- RECORDS FOR THE TASK:
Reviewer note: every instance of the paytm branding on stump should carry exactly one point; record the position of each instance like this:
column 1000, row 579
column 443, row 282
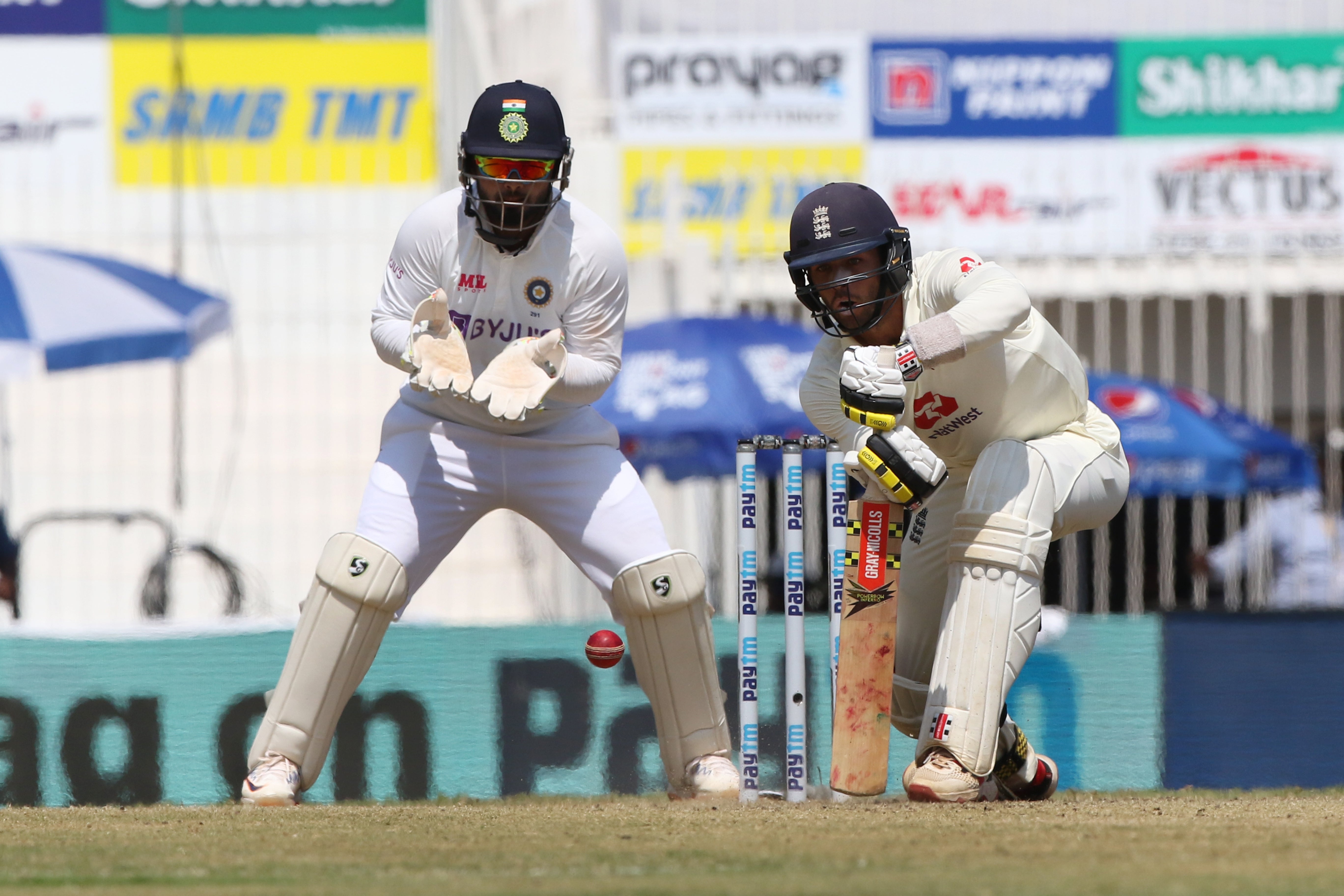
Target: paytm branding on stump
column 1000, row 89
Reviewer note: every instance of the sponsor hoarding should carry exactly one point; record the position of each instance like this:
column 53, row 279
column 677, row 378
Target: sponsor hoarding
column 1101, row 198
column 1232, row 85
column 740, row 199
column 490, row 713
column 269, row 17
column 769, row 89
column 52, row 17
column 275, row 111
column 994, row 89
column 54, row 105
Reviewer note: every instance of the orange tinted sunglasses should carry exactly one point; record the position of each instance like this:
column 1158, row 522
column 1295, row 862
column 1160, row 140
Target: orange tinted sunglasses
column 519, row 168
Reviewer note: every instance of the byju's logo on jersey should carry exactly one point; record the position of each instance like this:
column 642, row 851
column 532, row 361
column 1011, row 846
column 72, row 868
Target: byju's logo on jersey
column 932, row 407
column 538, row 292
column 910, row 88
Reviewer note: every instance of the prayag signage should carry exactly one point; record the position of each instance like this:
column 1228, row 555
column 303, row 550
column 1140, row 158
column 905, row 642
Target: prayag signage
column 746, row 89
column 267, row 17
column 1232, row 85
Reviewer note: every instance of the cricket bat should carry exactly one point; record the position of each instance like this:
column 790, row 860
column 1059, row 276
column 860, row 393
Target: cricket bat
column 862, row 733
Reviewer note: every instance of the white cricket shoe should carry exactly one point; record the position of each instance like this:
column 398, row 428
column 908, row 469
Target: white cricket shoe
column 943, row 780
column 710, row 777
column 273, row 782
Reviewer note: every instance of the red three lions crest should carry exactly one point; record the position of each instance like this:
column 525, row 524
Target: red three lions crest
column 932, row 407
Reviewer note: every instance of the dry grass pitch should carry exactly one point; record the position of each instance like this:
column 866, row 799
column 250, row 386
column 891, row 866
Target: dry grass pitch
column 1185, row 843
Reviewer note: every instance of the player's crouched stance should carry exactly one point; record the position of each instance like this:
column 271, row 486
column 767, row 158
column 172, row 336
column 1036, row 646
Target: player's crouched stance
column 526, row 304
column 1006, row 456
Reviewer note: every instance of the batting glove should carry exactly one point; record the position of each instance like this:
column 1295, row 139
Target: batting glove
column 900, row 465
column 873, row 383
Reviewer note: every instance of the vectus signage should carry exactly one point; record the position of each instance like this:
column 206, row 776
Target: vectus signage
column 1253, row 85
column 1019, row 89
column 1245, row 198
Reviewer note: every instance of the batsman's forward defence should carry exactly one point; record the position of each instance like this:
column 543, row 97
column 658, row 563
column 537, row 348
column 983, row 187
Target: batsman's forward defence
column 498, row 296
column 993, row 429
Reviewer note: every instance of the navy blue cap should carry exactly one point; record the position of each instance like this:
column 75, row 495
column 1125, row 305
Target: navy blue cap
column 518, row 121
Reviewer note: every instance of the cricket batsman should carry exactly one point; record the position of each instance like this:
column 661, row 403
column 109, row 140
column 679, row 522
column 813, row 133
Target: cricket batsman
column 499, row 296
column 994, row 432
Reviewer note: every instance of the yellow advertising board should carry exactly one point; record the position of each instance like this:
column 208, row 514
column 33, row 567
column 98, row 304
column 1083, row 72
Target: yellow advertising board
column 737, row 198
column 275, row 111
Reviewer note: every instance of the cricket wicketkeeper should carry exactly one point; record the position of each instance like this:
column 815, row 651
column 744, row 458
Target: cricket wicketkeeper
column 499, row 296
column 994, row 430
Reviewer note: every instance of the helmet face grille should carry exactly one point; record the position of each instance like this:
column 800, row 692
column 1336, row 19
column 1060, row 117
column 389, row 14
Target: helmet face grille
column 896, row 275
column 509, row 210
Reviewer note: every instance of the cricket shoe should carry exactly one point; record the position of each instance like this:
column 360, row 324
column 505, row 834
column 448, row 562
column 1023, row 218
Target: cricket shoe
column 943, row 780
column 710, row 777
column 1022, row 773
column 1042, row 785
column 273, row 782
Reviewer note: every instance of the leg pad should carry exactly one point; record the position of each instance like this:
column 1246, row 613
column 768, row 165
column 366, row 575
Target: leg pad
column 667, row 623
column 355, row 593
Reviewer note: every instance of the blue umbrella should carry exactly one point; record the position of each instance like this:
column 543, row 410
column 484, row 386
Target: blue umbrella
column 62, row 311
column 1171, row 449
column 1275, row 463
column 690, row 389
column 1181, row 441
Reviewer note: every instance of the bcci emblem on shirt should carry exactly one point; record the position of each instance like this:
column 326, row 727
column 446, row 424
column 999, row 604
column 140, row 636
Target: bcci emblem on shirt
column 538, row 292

--

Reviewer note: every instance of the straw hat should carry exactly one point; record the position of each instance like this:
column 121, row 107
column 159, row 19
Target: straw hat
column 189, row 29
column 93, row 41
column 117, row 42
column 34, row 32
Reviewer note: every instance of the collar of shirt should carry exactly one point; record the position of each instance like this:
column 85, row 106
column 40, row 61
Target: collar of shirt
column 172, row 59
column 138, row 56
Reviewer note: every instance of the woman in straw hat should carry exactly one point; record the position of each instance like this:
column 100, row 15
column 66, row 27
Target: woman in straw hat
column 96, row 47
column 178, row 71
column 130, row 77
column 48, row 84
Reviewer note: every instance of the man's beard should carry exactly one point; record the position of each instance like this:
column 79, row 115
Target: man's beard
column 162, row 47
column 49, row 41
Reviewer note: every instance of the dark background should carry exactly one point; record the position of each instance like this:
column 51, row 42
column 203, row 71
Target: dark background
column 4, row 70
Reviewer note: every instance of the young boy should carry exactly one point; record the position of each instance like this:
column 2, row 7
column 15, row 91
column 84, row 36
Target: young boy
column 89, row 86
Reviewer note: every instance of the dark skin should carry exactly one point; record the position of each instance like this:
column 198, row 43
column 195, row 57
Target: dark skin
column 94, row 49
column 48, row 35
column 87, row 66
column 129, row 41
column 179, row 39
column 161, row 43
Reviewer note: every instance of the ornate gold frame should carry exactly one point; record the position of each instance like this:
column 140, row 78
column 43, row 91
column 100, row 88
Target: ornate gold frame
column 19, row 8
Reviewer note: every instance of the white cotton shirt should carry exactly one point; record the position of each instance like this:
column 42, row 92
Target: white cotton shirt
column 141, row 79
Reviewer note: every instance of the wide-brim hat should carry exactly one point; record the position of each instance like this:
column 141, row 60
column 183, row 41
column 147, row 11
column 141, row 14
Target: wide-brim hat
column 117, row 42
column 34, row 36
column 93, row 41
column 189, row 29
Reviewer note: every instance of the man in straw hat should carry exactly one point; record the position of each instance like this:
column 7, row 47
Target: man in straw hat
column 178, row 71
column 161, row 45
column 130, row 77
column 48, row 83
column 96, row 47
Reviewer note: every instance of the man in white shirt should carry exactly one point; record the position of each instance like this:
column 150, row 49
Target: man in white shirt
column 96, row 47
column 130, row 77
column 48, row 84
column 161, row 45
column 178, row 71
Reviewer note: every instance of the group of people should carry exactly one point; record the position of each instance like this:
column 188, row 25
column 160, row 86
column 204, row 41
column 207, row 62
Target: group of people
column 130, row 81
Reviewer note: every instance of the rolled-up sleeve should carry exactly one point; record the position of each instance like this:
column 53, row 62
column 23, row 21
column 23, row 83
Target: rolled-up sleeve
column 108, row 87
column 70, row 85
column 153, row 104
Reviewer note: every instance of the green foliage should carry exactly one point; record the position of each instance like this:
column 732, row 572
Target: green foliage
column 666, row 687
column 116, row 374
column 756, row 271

- TASK INSTRUCTIONS:
Rewrite the lines of the records as a numbered list, starting at the line containing "Reviewer note: every instance of the white cotton" and ending at the line containing "column 756, row 271", both included. Leave out any blank lines.

- SOLUTION FOR THIS PROBLEM:
1. Reviewer note: every instance of the white cotton shirt should carry exactly one point; record the position of each instance like this:
2. column 42, row 92
3. Target: white cotton shirt
4. column 141, row 79
5. Reviewer note: every instance of the wide-brim hat should carry exactly one point; record the position of each instance like this:
6. column 141, row 60
7. column 183, row 41
8. column 147, row 11
9. column 141, row 14
10. Target: wide-brim hat
11. column 117, row 42
12. column 34, row 36
13. column 93, row 41
14. column 189, row 29
15. Reviewer note: every instance of the man in straw hat should carry exactly one point; record the position of each instance like this:
16. column 7, row 47
17. Target: man in straw hat
18. column 178, row 71
19. column 161, row 45
20. column 130, row 77
21. column 48, row 83
22. column 96, row 47
23. Reviewer note: every instance of the man in white shirt should carry exactly one point; record the position of each instance like this:
24. column 150, row 49
25. Target: man in white shirt
26. column 96, row 47
27. column 130, row 77
28. column 48, row 84
29. column 161, row 45
30. column 178, row 71
31. Reviewer note: every instance of the group of people should carry exactly one point; record the position of each instance like this:
32. column 188, row 25
33. column 160, row 86
34. column 204, row 41
35. column 207, row 62
36. Target: group of people
37. column 130, row 81
38. Reviewer note: every instance of the rolled-up sleeve should carry exactly one point; record the position of each instance like this:
39. column 53, row 62
40. column 23, row 21
41. column 23, row 83
42. Target: rolled-up sleeve
43. column 108, row 87
44. column 70, row 85
45. column 153, row 104
46. Reviewer note: every instance of the green foliage should carry exactly one point; record the position of each instance like this:
47. column 732, row 572
48. Target: green foliage
49. column 666, row 687
50. column 116, row 374
51. column 756, row 271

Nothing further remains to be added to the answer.